Actions to take:
**1)** Translate this sentence from the page on the Canadian deaf-blind study into French: "With the help of Intervenors, dog guides, specialized housing and various technologies, people who are Deaf-Blind can function independently within Canadian society."
**2)** From the page on the Canadian deaf-blind study, reproduce the text between "Deaf-Blindness, also known" and "and acquiring information.", inclusive.
**3)** Using the page on the Canadian deaf-blind study, decide whether each statement agrees with it. Answer yes or no and quote the deciding words.
(a) The entire report can be downloaded in Microsoft Word format.
(b) A provincial government funded the study.
(c) Deaf-blindness is defined as a total loss of both hearing and vision.

Extract to read:
┌──
The Canadian National Society for the Deaf-Blind is very pleased to be able to offer access to the recently completed report, “Study of Deaf-Blind Demographics and Services in Canada”.
The following is a project overview of the national study. At the bottom of this page you can download the entire report in Microsoft Word format.
Canadian National Society of the Deaf-Blind
Canadian Deafblind and Rubella Association
“Study of Deaf-Blind Demographics
and Services in Canadian”
Deaf-Blindness, also known as dual-sensory impairment, multiple-sensory impairment and deaf/visually impaired, is a condition that combines any degree of hearing loss with any degree of vision loss that interferes with communicating and acquiring information.
With the help of Intervenors, dog guides, specialized housing and various technologies, people who are Deaf-Blind can function independently within Canadian society.
About the Study
* the study of Deaf-Blind Demographics and Services in Canada was funded by the Government of Canada’s Social Development Partnership Program.
└──
Entries shown:
┌──
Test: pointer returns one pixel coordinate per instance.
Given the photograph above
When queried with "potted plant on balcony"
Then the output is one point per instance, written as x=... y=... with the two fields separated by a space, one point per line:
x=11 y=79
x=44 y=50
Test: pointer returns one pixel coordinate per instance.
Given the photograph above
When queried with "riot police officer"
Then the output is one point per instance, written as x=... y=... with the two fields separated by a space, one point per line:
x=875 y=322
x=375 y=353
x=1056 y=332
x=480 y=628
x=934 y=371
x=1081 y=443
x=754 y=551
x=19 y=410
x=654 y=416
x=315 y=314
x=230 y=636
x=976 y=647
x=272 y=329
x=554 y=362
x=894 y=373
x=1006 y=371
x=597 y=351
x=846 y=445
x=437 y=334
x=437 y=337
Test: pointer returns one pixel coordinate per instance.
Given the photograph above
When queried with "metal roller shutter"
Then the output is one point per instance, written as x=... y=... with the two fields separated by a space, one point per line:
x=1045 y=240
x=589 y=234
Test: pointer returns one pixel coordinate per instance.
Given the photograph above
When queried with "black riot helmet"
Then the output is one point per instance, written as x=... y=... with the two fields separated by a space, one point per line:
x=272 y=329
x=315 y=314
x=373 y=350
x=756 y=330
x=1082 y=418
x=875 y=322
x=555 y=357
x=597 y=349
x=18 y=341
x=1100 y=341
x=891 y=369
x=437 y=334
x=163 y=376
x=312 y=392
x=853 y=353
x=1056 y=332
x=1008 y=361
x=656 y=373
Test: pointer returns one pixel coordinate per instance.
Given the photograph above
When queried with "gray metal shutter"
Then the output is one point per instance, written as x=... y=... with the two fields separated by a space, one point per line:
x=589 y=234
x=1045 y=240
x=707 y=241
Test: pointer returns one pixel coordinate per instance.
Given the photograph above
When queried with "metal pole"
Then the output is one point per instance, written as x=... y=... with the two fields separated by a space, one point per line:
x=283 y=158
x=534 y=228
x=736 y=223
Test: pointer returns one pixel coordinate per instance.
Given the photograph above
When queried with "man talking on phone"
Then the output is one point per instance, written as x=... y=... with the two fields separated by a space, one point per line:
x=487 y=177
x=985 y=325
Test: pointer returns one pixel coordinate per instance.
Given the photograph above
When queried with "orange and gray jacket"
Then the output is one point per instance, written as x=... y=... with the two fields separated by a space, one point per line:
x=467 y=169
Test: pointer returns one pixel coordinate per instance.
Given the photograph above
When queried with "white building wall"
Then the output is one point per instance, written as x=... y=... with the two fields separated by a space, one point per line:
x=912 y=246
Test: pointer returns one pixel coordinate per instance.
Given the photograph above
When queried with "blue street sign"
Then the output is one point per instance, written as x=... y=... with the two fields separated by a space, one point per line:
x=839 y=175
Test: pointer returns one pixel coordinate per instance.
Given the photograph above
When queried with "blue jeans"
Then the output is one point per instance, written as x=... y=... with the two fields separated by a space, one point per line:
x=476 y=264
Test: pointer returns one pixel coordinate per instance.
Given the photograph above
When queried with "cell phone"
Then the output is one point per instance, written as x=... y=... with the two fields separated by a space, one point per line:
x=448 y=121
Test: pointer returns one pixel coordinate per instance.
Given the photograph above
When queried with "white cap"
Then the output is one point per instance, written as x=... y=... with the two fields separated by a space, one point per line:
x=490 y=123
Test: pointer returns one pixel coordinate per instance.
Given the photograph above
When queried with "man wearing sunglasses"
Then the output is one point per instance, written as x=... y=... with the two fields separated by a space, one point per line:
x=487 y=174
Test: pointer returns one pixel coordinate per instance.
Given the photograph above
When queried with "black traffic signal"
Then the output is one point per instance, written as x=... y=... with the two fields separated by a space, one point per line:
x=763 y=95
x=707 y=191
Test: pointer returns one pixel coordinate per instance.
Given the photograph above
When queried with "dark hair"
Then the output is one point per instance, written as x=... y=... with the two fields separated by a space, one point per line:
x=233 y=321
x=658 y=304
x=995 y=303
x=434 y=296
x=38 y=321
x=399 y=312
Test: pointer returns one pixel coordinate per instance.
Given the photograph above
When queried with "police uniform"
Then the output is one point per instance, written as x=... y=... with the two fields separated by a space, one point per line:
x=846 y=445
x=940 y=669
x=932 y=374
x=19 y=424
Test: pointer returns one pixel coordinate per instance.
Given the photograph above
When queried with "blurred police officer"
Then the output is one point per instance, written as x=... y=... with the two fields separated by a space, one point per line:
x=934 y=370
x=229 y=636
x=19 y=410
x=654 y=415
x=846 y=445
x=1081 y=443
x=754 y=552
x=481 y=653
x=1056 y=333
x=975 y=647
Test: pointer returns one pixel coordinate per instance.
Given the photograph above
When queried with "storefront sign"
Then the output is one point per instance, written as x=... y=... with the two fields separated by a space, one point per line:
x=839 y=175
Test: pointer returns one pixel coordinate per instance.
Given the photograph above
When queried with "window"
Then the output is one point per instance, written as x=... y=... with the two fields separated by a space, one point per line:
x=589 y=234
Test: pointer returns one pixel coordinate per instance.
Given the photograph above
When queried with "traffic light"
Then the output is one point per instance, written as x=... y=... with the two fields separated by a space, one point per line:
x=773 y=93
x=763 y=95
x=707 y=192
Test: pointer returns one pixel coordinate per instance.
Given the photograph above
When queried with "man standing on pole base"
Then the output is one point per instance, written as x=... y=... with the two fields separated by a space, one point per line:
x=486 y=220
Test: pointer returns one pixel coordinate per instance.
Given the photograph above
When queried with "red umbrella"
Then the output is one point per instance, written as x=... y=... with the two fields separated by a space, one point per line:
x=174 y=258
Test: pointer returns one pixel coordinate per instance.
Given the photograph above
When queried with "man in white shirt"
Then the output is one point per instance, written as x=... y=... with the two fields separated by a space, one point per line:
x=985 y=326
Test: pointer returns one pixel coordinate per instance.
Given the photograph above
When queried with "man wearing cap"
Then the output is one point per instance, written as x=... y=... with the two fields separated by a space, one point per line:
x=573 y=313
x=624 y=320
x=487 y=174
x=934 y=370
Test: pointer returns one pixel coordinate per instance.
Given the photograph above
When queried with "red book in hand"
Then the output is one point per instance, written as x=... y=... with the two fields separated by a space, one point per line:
└──
Results for each task:
**1)** Grâce à l'aide d'intervenants, de chiens-guides, de logements spécialisés et de diverses technologies, les personnes sourdes-aveugles peuvent vivre de manière autonome au sein de la société canadienne.

**2)**
Deaf-Blindness, also known as dual-sensory impairment, multiple-sensory impairment and deaf/visually impaired, is a condition that combines any degree of hearing loss with any degree of vision loss that interferes with communicating and acquiring information.

**3)**
(a) Yes: "At the bottom of this page you can download the entire report in Microsoft Word format."
(b) No: "was funded by the Government of Canada’s Social Development Partnership Program."
(c) No: "combines any degree of hearing loss with any degree of vision loss"